> [RECORDS SUPPLIED]
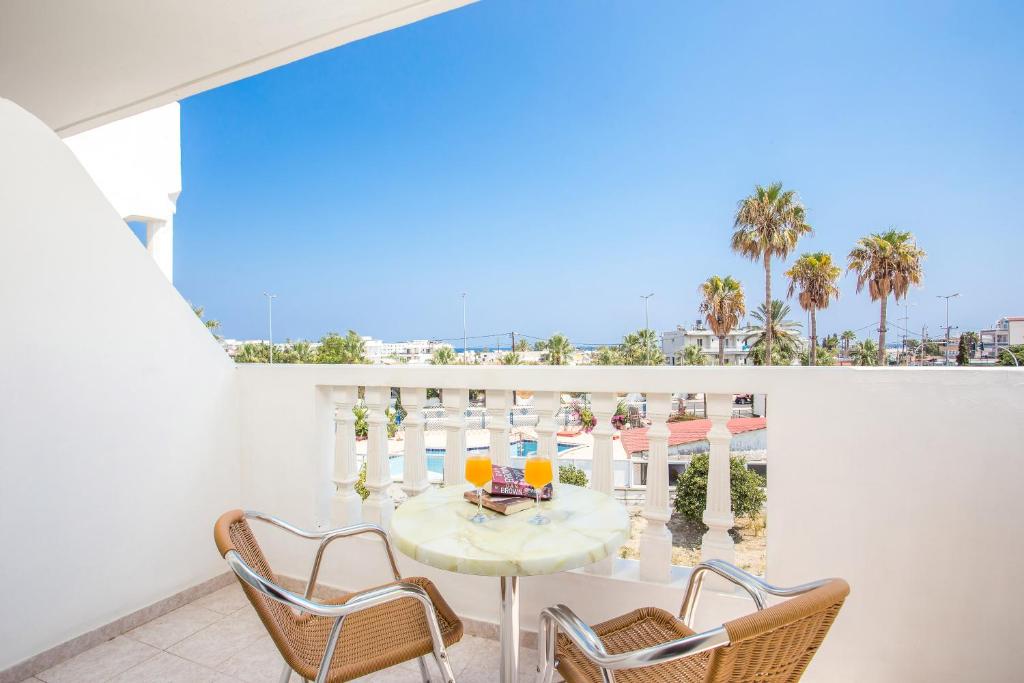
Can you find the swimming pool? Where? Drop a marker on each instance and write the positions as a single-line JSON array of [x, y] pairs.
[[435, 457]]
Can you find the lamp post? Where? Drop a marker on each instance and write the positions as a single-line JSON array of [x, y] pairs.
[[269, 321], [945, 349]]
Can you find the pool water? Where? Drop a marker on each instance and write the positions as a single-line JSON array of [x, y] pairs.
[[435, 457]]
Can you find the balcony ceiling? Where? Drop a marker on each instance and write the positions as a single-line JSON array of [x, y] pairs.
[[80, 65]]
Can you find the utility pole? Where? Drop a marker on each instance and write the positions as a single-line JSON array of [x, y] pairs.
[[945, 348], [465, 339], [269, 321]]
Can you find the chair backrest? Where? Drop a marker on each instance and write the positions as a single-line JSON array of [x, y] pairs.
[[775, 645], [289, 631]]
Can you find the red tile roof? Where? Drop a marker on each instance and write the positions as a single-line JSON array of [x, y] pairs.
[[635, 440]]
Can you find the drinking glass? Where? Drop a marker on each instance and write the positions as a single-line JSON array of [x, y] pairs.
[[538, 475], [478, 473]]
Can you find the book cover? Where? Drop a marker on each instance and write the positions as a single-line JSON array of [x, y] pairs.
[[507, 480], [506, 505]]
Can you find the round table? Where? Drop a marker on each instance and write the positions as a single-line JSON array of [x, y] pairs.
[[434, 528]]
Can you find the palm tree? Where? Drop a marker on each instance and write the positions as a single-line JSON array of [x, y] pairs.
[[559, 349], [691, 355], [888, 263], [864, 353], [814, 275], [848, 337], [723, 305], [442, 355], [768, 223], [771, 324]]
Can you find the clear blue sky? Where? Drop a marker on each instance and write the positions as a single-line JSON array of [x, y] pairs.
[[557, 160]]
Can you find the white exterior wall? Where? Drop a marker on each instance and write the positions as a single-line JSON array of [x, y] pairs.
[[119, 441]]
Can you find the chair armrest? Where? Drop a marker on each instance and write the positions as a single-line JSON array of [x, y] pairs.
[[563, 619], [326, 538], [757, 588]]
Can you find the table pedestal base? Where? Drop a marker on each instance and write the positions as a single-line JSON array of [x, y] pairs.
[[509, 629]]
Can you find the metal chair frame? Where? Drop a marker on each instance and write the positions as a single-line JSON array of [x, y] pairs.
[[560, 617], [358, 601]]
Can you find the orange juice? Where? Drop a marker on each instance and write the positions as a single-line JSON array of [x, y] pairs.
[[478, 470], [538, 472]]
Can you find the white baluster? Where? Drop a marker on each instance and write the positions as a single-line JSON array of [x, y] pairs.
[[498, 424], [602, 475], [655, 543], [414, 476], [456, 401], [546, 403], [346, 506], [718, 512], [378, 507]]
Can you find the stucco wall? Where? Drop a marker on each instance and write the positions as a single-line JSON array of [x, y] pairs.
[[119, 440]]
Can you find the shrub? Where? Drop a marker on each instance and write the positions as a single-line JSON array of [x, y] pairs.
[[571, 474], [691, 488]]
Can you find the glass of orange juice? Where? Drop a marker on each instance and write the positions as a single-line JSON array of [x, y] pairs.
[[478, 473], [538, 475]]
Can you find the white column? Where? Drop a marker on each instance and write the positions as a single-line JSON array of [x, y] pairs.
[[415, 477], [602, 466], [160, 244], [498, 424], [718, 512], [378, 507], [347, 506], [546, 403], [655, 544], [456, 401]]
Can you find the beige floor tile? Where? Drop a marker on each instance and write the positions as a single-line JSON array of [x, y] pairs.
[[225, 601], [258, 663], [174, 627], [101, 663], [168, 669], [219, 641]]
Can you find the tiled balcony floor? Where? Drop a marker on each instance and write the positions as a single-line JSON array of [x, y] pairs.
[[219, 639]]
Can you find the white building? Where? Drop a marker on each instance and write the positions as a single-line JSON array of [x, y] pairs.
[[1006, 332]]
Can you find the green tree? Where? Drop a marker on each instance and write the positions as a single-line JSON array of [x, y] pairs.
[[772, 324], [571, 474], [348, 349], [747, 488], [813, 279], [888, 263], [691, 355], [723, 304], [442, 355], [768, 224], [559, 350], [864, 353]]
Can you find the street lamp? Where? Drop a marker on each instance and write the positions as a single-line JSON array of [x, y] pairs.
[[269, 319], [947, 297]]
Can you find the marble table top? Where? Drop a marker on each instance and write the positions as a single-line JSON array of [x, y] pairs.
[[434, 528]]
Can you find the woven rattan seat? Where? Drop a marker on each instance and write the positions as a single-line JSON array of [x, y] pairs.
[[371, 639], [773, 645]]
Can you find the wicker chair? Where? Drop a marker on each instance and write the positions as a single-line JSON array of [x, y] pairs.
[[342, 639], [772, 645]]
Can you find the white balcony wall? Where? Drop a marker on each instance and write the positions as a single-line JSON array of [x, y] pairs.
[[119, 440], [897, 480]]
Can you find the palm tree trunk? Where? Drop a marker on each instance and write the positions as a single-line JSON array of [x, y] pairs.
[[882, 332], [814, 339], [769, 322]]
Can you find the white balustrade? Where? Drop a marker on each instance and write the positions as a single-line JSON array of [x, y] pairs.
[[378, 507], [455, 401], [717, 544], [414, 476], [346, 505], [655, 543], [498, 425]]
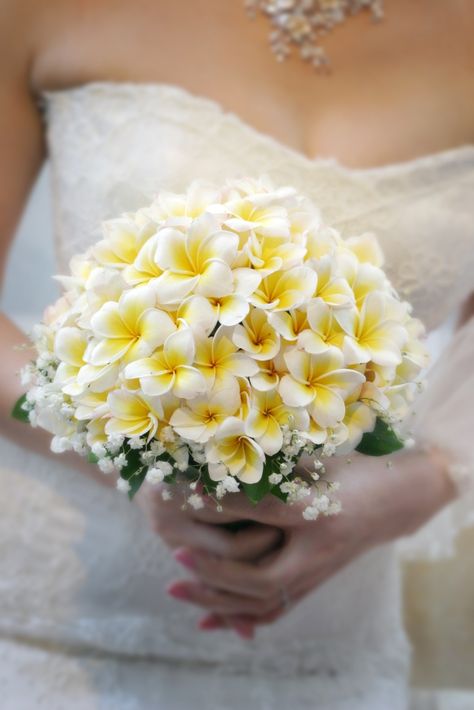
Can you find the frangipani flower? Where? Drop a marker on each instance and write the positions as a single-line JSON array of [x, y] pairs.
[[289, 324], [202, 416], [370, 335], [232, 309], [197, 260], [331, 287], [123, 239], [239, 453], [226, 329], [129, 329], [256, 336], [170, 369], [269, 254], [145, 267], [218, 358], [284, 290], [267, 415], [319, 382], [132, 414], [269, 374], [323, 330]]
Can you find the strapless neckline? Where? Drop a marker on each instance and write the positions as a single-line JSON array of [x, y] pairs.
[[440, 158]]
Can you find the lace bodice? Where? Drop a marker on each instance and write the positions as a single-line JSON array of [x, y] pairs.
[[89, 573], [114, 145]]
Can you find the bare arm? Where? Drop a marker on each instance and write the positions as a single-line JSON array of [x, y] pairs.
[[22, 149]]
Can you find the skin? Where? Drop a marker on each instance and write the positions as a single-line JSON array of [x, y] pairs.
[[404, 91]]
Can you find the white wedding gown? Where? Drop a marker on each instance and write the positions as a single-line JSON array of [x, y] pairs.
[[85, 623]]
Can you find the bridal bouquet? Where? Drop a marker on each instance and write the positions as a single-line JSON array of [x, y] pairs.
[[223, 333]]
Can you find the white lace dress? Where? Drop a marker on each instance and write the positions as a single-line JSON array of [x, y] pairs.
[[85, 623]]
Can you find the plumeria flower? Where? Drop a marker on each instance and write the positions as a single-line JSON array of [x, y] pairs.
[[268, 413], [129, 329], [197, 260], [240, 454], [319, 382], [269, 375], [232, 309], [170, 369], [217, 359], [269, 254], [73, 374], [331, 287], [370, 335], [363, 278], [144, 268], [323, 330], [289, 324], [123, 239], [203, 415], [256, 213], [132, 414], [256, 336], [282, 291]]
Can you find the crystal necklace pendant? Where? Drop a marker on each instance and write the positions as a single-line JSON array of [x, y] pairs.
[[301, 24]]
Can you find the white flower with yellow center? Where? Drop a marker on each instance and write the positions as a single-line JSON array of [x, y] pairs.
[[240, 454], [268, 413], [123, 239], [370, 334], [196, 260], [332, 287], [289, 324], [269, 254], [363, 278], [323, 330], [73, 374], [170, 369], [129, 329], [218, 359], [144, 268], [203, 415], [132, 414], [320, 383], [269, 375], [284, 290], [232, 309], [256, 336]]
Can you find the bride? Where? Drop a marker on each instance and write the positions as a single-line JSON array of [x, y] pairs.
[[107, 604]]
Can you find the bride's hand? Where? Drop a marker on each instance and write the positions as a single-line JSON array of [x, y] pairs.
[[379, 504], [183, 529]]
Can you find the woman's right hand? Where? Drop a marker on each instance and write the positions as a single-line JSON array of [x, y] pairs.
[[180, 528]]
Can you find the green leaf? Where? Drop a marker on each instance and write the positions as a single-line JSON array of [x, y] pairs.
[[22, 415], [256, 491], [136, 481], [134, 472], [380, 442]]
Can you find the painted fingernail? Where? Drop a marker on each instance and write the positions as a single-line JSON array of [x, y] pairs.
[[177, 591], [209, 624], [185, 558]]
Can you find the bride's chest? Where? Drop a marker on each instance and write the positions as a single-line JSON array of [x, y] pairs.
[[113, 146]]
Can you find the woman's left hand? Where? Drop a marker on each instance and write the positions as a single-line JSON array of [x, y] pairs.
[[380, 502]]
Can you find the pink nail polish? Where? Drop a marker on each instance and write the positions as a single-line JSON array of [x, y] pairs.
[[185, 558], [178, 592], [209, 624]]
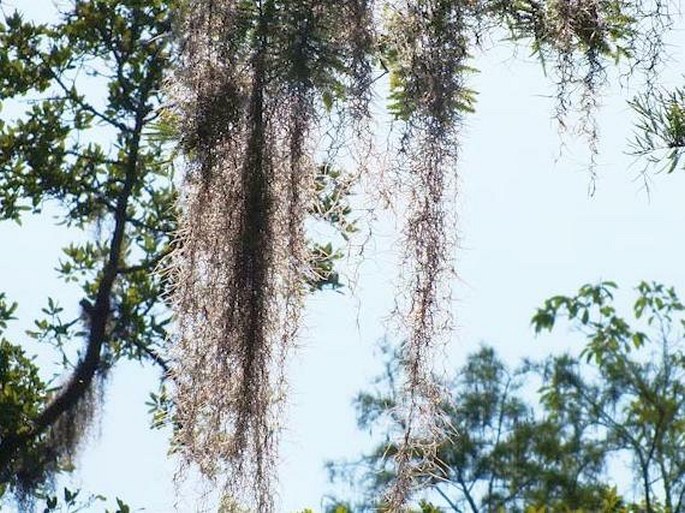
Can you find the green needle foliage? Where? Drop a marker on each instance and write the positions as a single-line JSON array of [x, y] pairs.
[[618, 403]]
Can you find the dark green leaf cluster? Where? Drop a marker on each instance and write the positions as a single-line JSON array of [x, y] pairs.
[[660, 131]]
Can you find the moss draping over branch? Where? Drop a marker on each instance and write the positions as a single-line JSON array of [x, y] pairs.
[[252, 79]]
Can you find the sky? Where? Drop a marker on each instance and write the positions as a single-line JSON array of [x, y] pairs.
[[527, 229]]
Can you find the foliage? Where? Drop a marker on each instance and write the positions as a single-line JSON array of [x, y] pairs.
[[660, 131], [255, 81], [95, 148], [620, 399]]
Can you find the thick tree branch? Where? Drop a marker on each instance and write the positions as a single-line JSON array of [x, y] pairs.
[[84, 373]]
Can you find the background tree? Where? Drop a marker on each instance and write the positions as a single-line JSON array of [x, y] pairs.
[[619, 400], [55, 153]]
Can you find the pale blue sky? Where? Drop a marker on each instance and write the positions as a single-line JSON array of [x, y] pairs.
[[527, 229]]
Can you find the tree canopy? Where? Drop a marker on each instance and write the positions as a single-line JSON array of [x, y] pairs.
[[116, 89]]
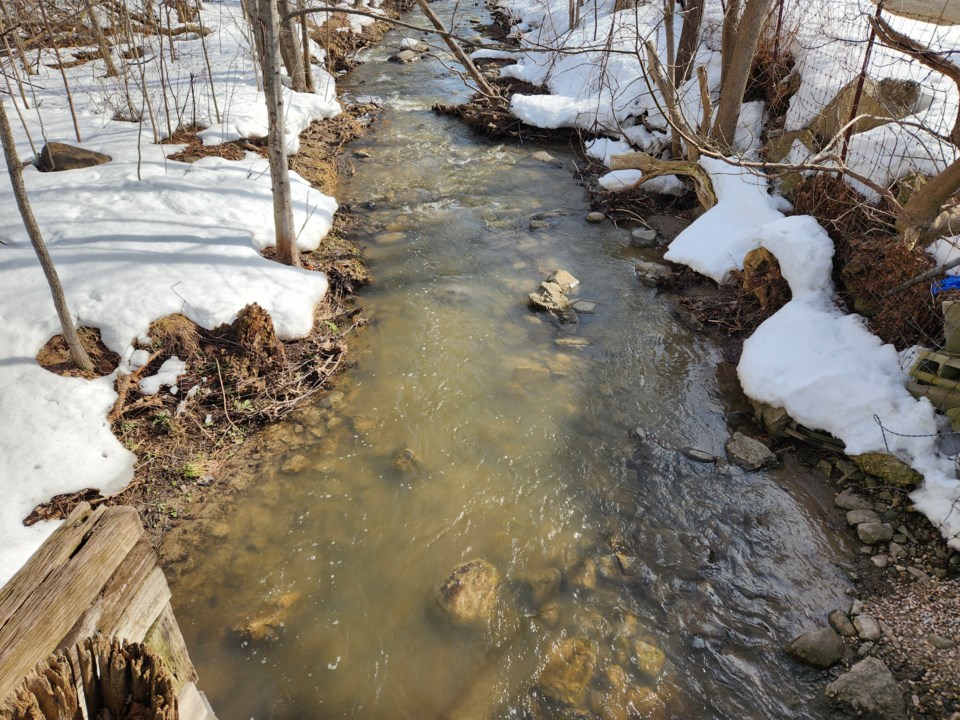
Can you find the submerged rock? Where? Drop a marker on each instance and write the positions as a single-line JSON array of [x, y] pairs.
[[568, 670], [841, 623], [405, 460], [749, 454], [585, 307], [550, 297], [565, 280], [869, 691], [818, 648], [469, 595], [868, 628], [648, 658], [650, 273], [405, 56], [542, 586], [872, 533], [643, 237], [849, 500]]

> [EXERCISE AIM] From the line containing "Can you find the moss" down to the final line of the records above, restate every line word for word, add nothing, and skip the pictures.

> [ANSWER TO THIS TASK]
Can you find the moss draping over branch? Where? Drop a marker on each instance and write the positions as a single-line JSON array of [x, y] pairs.
[[252, 79]]
Can you find the sky? Where? Drop a marker on each instance and write the positions as a single-line JSON array of [x, y] pairs.
[[527, 229]]
Can you find the foliage? Where? Drop a marker on each instance and write the positions as a single-line JSON array of [x, y] pairs.
[[660, 131], [255, 81], [95, 148], [620, 399]]
Can you find the thick tree branch? Where? Drop a marker on each instance and write the positions as a single-line JSON array of [x, y] pairs.
[[84, 373]]
Can you find the background tree? Where? Drop a marker on each instance and write the positions as a single-line JSON array of [x, y] pairs.
[[619, 400], [55, 153]]
Can you find the pale blue sky? Where? Drop a marker on each instance and write the positions as a single-line JSON array of [x, y] pairs.
[[527, 229]]
Can you find the tree canopy? Where? Drop a marker on each instance and write the positions as a single-line JSON array of [x, y] pairs.
[[116, 89]]
Can you find the submerged rock? Where? Drop a marker on each instance and write the positions as a single-line JSON array of [x, y] pairs.
[[568, 670], [841, 623], [405, 460], [749, 454], [585, 307], [550, 297], [565, 280], [869, 691], [818, 648], [469, 595], [868, 628], [648, 658], [650, 273], [405, 56], [542, 586], [872, 533], [643, 237], [849, 500]]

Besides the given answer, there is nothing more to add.